■ EXCERPT:
========

Mario Junior Rondón Fernández (; born 26 March 1986) is a Venezuelan professional footballer who plays as a striker for Liga I club Sepsi OSK.

Club career
Born in Los Teques, Miranda, Rondón arrived in Portugal at age 18, finishing his junior career with A.D. Pontassolense. He then proceeded to play a further four seasons with the third division club.

After scoring 11 goals in his last year, Rondón moved straight into the Primeira Liga after signing with F.C. Paços de Ferreira in May 2009. Rarely used in his debut season, he finished it on loan to Segunda Liga's S.C. Beira-Mar, featuring relatively as the Aveiro team returned to the top flight after a three-year absence.

Rondón returned to Paços for 2010–11. In the first game of the campaign, against Sporting CP on 14 August, he scored the only goal for a home win, eventually finishing as the side's top scorer with nine league goals and adding four in their runner-up run in the Portuguese League Cup (2–1 final loss to S.L. Benfica).

On 14 July 2011, Rondón joined C.D. Nacional on a five-year contract, for an undisclosed fee. He scored a career-best 12 goals in 30 games in his third year, helping the Madeirans to the playoff round of the UEFA Europa League.

On 28 February 2015, Rondón transferred to Chinese Super League newcomers Shijiazhuang Ever Bright FC. He scored the club's first-ever goal in the competition on 9 March, but in a 2–1 defeat at Guangzhou Evergrande FC.

========

■ OBJECTIVES:
A. Output the passage on Mario Rondón word for word, starting at "After scoring 11" and ending at "UEFA Europa League.".
B. According to the passage on Mario Rondón, which club did he sign with in May 2009?
The material comes from a different source than the passage on Mario Rondón.

========

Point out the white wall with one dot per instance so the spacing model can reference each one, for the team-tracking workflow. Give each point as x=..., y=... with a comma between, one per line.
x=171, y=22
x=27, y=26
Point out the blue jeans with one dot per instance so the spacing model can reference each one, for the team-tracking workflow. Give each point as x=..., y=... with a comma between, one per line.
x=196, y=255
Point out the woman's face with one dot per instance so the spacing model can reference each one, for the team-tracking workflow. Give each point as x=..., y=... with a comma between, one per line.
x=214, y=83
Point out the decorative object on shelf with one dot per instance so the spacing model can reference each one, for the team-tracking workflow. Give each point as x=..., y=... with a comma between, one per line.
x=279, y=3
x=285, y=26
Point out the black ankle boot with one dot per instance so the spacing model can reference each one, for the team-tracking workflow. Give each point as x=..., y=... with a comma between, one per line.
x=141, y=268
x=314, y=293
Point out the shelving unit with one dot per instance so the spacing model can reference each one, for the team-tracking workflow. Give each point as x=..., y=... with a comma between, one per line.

========

■ RESPONSES PER TASK:
A.
After scoring 11 goals in his last year, Rondón moved straight into the Primeira Liga after signing with F.C. Paços de Ferreira in May 2009. Rarely used in his debut season, he finished it on loan to Segunda Liga's S.C. Beira-Mar, featuring relatively as the Aveiro team returned to the top flight after a three-year absence.

Rondón returned to Paços for 2010–11. In the first game of the campaign, against Sporting CP on 14 August, he scored the only goal for a home win, eventually finishing as the side's top scorer with nine league goals and adding four in their runner-up run in the Portuguese League Cup (2–1 final loss to S.L. Benfica).

On 14 July 2011, Rondón joined C.D. Nacional on a five-year contract, for an undisclosed fee. He scored a career-best 12 goals in 30 games in his third year, helping the Madeirans to the playoff round of the UEFA Europa League.

B. F.C. Paços de Ferreira